Summary. The paper introduces AdaptEdit, a co-trained adapter framework that retrofits frozen diffusion transformers (DiTs) for mask-free local image editing. It factorizes edits via Block Adapters (injecting instruction semantics and spatial conditions), a SpatialGate (routing signals to edit regions), a Region-Aware Loss (focusing on changing pixels), and a jointly trained MaskPredictor head (predicting regions from instruction + source image at inference). Evaluation on MagicBrush (paired targets) and Emu-Edit Test (9 edit categories, no GT) claims SOTA results outperforming both mask-free and oracle-mask baselines, with a seven-variant ablation isolating component contributions.

Significance. If the results hold, this would represent a meaningful advance in practical local editing for large DiTs by eliminating user masks while preserving backbone weights and achieving better fidelity than oracle-mask baselines. The dual-benchmark design (pixel-accurate paired data plus diverse category stress-testing) and explicit ablation are strengths that support reproducibility and component analysis. The approach of making internal representations mask-aware end-to-end via lightweight adapters addresses a real architectural gap in joint-attention DiTs.

major comments (3)

[Abstract] Abstract: The central SOTA claim (outperforming mask-free and oracle-mask baselines on both MagicBrush and Emu-Edit) is load-bearing for the contribution but is stated without any numeric metrics, delta values, or table references, preventing verification of the magnitude or consistency of gains across the nine Emu-Edit categories.
[Abstract] Abstract (and implied Evaluation section): The mask-free deployment relies on the jointly trained MaskPredictor + SpatialGate producing reliable regions directly from instructions; however, no per-category mask accuracy, IoU metrics, or ablation isolating MaskPredictor error propagation from adapter quality is reported, leaving the generalization assumption untested against the skeptic concern.
[Abstract] Abstract: The seven-variant ablation is described as cleanly isolating each component, but without details on which variant removes the MaskPredictor (or SpatialGate) and the resulting drop in mask-free performance, it is impossible to confirm that the Region-Aware Loss and adapter injection alone suffice for the reported gains over oracle-mask baselines.

minor comments (1)

[Abstract] The abstract introduces several new entities (Block Adapter, SpatialGate, Region-Aware Loss, MaskPredictor) without a brief forward reference to their definitions or equations, which would aid readability for readers unfamiliar with adapter-based DiT modifications.
******************************
Pick up the review of the AdaptEdit paper after its last sentence and carry it forward.
******************************
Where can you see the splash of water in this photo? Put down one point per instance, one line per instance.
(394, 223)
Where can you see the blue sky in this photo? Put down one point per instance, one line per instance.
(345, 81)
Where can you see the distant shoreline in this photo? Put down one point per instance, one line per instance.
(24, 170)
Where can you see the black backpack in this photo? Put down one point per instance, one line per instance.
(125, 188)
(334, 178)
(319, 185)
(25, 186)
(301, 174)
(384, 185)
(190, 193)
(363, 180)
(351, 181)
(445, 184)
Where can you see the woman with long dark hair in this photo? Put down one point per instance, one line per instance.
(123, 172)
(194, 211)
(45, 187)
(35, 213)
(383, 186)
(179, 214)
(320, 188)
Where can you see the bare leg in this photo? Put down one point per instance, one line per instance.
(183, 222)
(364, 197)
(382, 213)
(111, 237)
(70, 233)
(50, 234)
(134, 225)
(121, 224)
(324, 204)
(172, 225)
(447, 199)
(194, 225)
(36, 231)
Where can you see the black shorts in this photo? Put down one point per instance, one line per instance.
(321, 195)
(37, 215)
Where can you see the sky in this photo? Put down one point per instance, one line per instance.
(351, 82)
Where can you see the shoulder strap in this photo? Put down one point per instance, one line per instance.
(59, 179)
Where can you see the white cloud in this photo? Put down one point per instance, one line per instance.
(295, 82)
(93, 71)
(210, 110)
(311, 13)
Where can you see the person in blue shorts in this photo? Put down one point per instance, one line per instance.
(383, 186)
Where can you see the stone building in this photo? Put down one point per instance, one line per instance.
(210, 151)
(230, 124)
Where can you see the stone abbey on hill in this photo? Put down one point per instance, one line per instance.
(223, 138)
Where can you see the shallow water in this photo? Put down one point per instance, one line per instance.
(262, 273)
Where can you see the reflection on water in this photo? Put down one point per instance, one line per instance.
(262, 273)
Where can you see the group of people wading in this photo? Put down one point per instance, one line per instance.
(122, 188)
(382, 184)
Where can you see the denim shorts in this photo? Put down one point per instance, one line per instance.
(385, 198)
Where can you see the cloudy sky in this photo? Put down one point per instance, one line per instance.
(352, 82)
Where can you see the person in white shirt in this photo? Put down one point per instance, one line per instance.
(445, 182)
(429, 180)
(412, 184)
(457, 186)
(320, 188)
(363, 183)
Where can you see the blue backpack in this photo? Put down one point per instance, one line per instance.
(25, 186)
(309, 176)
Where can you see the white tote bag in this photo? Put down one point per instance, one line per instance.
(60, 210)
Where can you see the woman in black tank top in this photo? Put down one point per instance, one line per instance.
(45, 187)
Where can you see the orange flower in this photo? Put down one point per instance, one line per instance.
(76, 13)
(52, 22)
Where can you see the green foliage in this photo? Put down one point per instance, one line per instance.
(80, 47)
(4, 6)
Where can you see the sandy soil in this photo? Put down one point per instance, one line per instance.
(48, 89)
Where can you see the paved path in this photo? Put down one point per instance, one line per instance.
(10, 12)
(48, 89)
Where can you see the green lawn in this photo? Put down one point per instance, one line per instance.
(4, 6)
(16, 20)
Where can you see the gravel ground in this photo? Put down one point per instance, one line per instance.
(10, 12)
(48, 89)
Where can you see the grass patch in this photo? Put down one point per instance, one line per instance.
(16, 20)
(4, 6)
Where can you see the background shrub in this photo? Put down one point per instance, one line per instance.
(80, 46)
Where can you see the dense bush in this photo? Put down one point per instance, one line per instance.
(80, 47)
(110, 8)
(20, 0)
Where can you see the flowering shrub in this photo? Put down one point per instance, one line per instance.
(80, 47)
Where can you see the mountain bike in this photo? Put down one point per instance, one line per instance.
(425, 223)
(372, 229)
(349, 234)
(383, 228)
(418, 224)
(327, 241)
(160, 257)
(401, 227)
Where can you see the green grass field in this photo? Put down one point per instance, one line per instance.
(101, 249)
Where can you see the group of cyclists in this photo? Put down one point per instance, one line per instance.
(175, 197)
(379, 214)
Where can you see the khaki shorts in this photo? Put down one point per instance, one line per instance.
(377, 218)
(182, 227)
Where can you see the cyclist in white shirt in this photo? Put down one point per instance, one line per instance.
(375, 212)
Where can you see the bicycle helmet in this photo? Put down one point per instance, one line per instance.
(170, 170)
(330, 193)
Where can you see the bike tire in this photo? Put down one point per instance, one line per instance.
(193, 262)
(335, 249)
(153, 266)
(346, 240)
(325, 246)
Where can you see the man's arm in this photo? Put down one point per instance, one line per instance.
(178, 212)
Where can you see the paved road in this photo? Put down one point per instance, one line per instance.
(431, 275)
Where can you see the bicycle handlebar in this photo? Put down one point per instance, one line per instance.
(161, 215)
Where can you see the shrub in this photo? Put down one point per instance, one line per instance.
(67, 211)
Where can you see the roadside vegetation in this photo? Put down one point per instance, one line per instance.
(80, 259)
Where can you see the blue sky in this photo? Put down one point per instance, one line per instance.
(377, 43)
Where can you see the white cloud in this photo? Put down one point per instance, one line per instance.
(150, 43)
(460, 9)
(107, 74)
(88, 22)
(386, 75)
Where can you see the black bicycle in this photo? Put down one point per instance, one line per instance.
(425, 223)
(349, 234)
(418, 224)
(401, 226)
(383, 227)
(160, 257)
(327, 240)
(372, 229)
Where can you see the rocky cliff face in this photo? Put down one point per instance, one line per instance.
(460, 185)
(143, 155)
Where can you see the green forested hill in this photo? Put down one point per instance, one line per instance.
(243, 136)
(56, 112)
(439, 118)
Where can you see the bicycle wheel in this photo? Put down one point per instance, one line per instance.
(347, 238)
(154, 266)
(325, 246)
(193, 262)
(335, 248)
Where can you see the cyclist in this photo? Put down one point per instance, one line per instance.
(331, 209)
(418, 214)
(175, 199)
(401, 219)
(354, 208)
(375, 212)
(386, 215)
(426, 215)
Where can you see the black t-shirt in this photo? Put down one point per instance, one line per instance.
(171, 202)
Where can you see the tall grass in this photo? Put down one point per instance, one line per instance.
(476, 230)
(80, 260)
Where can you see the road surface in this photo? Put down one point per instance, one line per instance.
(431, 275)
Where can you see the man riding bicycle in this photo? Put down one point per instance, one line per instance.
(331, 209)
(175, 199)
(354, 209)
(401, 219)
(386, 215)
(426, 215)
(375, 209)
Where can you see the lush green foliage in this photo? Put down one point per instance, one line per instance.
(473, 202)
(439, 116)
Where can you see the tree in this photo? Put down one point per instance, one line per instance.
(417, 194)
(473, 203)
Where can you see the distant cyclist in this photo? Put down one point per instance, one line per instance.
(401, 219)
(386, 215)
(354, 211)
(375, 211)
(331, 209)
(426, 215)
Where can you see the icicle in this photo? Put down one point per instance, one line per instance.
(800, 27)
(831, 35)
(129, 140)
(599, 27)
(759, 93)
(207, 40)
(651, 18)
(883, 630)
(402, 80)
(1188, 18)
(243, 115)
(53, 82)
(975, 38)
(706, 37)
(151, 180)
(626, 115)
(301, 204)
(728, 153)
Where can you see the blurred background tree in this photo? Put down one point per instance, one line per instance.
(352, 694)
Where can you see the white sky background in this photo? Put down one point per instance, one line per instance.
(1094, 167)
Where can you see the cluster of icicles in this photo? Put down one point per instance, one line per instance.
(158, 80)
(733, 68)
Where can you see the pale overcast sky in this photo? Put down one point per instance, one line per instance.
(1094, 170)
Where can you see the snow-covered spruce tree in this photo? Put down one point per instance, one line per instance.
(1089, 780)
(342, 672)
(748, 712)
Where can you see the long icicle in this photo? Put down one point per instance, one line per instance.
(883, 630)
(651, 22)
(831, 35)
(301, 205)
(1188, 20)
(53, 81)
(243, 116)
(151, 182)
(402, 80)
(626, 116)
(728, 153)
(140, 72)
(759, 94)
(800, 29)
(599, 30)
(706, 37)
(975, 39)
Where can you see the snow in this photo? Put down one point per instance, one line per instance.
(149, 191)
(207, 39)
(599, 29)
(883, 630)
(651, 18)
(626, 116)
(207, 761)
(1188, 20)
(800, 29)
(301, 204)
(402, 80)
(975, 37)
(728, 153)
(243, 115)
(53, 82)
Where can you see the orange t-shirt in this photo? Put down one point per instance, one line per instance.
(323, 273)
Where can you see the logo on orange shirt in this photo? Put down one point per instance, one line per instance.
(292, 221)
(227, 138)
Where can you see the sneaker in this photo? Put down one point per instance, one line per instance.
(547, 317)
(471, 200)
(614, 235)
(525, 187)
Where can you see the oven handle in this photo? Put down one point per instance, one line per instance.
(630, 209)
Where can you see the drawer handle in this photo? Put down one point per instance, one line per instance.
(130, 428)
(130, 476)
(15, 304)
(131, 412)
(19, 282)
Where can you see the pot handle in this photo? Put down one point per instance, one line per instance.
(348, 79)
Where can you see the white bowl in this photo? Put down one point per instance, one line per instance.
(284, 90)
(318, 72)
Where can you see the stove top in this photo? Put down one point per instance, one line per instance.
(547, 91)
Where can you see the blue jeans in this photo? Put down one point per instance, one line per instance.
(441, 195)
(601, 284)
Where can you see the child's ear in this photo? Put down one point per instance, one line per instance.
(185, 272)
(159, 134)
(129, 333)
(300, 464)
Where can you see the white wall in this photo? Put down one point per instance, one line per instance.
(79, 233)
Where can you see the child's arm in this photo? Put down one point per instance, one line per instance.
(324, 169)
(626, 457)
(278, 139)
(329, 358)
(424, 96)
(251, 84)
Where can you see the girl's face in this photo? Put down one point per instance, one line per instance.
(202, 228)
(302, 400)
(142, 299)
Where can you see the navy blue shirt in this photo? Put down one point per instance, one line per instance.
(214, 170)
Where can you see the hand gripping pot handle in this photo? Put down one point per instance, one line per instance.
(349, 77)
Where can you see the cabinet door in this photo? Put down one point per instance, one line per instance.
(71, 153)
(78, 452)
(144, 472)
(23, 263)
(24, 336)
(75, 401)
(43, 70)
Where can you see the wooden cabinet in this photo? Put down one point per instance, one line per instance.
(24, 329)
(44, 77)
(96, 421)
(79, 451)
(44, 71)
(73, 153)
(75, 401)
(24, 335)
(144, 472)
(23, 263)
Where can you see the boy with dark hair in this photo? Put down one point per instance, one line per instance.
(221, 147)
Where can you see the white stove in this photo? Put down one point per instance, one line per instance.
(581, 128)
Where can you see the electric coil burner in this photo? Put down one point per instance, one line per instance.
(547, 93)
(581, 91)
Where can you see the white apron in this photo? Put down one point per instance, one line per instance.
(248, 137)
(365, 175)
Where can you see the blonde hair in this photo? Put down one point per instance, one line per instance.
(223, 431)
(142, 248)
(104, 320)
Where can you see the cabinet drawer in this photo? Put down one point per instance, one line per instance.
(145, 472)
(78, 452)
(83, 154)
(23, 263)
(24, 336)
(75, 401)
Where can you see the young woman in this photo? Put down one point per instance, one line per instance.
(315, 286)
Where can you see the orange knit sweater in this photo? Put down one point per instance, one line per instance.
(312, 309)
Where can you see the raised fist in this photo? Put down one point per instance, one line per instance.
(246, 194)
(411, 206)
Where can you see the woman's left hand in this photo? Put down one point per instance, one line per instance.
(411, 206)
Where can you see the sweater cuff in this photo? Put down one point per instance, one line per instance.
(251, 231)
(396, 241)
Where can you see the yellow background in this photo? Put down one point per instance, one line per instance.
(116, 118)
******************************
__RESULT OF THIS EXERCISE__
Simulated Author's Rebuttal

3 responses · 0 unresolved

We thank the referee for the constructive and detailed feedback, which highlights important aspects of clarity in our claims and evaluations. We appreciate the positive assessment of the work's significance for mask-free editing in DiTs. We address each major comment below and will make corresponding revisions to strengthen the manuscript.

read point-by-point responses

Referee: [Abstract] Abstract: The central SOTA claim (outperforming mask-free and oracle-mask baselines on both MagicBrush and Emu-Edit) is load-bearing for the contribution but is stated without any numeric metrics, delta values, or table references, preventing verification of the magnitude or consistency of gains across the nine Emu-Edit categories.

Authors: We agree that the abstract would benefit from explicit quantitative support for the SOTA claims. In the revised version, we will add key numeric results, including specific deltas (e.g., improvements in edit accuracy and preservation metrics on MagicBrush, and average gains across Emu-Edit categories), along with direct references to the relevant tables in the evaluation section. This will make the magnitude and consistency of the gains verifiable directly from the abstract. revision: yes
Referee: [Abstract] Abstract (and implied Evaluation section): The mask-free deployment relies on the jointly trained MaskPredictor + SpatialGate producing reliable regions directly from instructions; however, no per-category mask accuracy, IoU metrics, or ablation isolating MaskPredictor error propagation from adapter quality is reported, leaving the generalization assumption untested against the skeptic concern.

Authors: The current manuscript reports overall mask accuracy and IoU for the MaskPredictor in the evaluation section, but we acknowledge that per-category breakdowns on Emu-Edit and an explicit ablation isolating MaskPredictor error propagation would provide stronger evidence. We will add these elements in the revision: per-category IoU metrics and a dedicated ablation comparing mask-free performance with and without the MaskPredictor (to quantify error propagation effects separately from adapter quality). This directly addresses the generalization concern. revision: yes
Referee: [Abstract] Abstract: The seven-variant ablation is described as cleanly isolating each component, but without details on which variant removes the MaskPredictor (or SpatialGate) and the resulting drop in mask-free performance, it is impossible to confirm that the Region-Aware Loss and adapter injection alone suffice for the reported gains over oracle-mask baselines.

Authors: The evaluation section details the seven variants and their results, including the specific variants that ablate the MaskPredictor and SpatialGate with corresponding performance drops in the mask-free setting. However, we agree the abstract should be more self-contained. We will revise it to briefly specify the relevant variants (e.g., the one removing MaskPredictor) and note the observed drops, while retaining the full analysis in the main text. This will clarify that the gains are not solely from Region-Aware Loss and adapters. revision: yes

Circularity Check

0 steps flagged

No significant circularity; empirical claims rest on external benchmarks

full rationale

The paper describes a training procedure for AdaptEdit (Block Adapter + SpatialGate + Region-Aware Loss + jointly trained MaskPredictor) and reports quantitative results on two external benchmarks (MagicBrush with paired GT targets; Emu-Edit Test with 9 categories and no GT images). These benchmarks are independent of the model's fitted parameters and are not constructed from the same quantities the model predicts. No equations, uniqueness theorems, or self-citations are presented that would make any reported metric equivalent to its inputs by definition. The central claim (SOTA mask-free performance) is therefore an empirical observation rather than a tautology or self-referential fit.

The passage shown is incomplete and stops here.